Tasks for this exercise:
[a] Answer these from the green ammonia financing text:
(i) Under the capital asset pricing model, what is the cost of capital a function of?
(ii) In the Segregated Merchant Model, who owns the renewable power generation?
(iii) Around what year was the tolling model developed for LNG projects in the US?
[b] Carry on the green ammonia financing text, beginning after its final sentence.
[BEGIN Page]
According to the capital asset pricing model, the cost of capital is a function of the perceived riskiness of a project compared to the average market risk. The risk exposure, and hence cost of capital, of the project company can be minimised by efficient allocation of the various risks among the project parties best placed to manage them to develop a robust, ‘bankable’ risk allocation structure that allows the level of debt to be maximised.
The overall project, from power generation to end user, has an inherent risk profile. The risk profile of the project company can be mitigated for the benefit of its investors by a combination of:
- Government support from both importer and exporter countries
- Allocation of risks among the project parties by the project agreements (including insurance)
- Further allocation of risks between debt and equity and the sponsors effected by the finance agreements.
Project Ownership and Commercial Structure
While a number of models could be considered, this paper considers the following three models:
- Integrated Merchant Model: This is the model under which all the export facilities (solar farms, hydrogen unit, and ammonia plant) are owned by the project company and the green ammonia is sold by the project company, as seller, to the buyer under a Green Ammonia Sales and Purchase Agreement (GASPA). It is anticipated that the buyer will own or lease the import facilities. The shipping capacity, a fleet of ammonia carriers, is expected to be owned by a specialist shipowner.
- Segregated Merchant Model: The Segregated Merchant Model is the same as the Integrated Merchant Model other than that the renewable power generation, solar farms in the case of the Archetype project, are owned by one or more third parties who sell power to the project company under long-term power purchase agreements (PPAs).
- Tolling Model: A new commercial model was developed for LNG projects in the US around 2010, where the party that would traditionally have been the buyer of LNG instead signs a tolling agreement with the project company. The toller then pays a capacity and operating fee to a liquefaction plant for liquefaction services, purchases its own natural gas, sells the LNG produced but retains the optionality not to produce LNG if margins are unfavourable. This model could equally be applied to green ammonia production where the project has the capacity to produce 100 per cent green ammonia but also has the optionality, if grid-connected, to sell power at times of peak price or buy power at times of negative prices and also, potentially, sell hydrogen into its domestic market.
[END Page]
[BEGIN Supplied data]
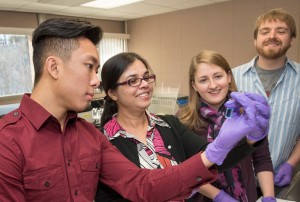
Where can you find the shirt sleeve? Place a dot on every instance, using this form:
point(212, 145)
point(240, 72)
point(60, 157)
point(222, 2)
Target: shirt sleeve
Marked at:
point(11, 187)
point(138, 184)
point(262, 158)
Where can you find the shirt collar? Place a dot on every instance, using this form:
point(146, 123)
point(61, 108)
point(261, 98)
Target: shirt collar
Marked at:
point(251, 65)
point(37, 114)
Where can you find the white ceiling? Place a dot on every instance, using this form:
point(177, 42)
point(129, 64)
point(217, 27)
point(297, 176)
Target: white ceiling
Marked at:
point(73, 8)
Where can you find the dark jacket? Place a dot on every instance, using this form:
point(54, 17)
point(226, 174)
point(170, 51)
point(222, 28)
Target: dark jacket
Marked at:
point(181, 142)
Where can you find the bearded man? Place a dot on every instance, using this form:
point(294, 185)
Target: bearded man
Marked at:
point(272, 74)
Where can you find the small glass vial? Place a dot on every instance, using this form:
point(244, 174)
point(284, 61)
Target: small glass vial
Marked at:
point(228, 113)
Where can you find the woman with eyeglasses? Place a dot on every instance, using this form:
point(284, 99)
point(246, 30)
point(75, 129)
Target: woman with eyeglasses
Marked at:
point(155, 142)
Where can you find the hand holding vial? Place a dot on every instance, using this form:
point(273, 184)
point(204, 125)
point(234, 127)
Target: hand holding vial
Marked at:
point(252, 121)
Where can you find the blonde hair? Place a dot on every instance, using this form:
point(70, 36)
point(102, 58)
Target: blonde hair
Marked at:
point(274, 15)
point(190, 115)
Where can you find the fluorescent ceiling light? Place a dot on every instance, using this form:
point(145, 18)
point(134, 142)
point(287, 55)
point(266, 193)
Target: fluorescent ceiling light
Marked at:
point(106, 4)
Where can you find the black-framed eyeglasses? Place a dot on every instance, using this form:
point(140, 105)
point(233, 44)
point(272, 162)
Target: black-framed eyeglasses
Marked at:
point(137, 81)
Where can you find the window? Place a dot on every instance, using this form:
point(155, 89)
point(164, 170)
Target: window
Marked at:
point(112, 44)
point(15, 64)
point(16, 68)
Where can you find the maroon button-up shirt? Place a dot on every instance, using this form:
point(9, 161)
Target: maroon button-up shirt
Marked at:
point(39, 162)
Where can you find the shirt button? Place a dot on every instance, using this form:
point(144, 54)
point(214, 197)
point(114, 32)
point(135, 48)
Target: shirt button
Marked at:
point(47, 184)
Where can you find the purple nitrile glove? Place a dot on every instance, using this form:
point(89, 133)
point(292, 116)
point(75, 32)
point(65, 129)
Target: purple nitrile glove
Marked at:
point(262, 114)
point(222, 196)
point(268, 199)
point(284, 175)
point(234, 129)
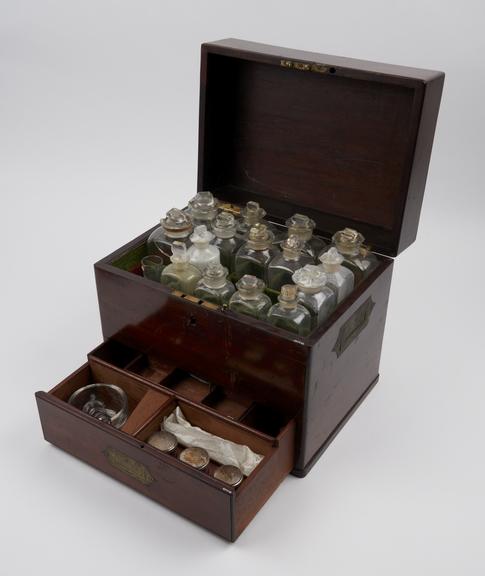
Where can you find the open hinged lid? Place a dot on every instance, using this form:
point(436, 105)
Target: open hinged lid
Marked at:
point(345, 141)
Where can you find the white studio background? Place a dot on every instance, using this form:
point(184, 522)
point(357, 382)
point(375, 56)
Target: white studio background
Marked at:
point(98, 138)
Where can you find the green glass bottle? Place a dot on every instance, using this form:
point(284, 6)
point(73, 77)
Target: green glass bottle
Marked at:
point(180, 274)
point(214, 286)
point(284, 264)
point(250, 298)
point(255, 255)
point(289, 314)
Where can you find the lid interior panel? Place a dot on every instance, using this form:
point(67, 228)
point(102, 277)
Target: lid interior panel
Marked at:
point(337, 147)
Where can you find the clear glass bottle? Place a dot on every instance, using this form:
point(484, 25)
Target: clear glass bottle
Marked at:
[END Supplied data]
Responses to the exercise:
[a]
(i) The perceived riskiness of a project compared to the average market risk.
(ii) One or more third parties, who sell power to the project company under long-term power purchase agreements (PPAs).
(iii) Around 2010.

[b]
With a UJV, each sponsor raises debt, if it wishes to, independently. Whereas, with a project company, the sponsors must jointly agree on the project company’s financing and have the option to: (i) fund it with a mixture of equity and intercompany loans or guarantees pro rata to their shareholdings (Corporate Finance) or (ii) to require the SPC to raise debt in its own right with only limited and contractually defined support from the sponsors (Project Finance).
With corporate finance, lenders look to the credit of the sponsors, and this offers the benefits of flexibility and speed, as it avoids the relative complexity of project finance, and, if they have strong credit ratings, the benefit of lower debt costs. With project finance, lenders are exposed to the credit of the project and will require more extensive diligence and structuring. Where one sponsor is relatively weaker than others, this approach gives all parties a greater confidence in securing debt for the entire project. It also means that the sponsors may not need to consolidate their share of the project on their balance sheets but only treat it as an equity investment.
The principal sources of debt for a hydrogen export project would be: concessional finance; international and domestic commercial banks; the project bond market; export credit agencies; and multilateral development banks.
Successful green hydrogen/ammonia export projects will have been selected by a buyer on the basis of a formal or informal competitive process as the supplier of reliable low-cost hydrogen. The ability to deliver at a low cost will be a function of: the availability of low-cost, high load factor green power; the cost and efficiency of the hydrogen and ammonia plants; and the cost of capital.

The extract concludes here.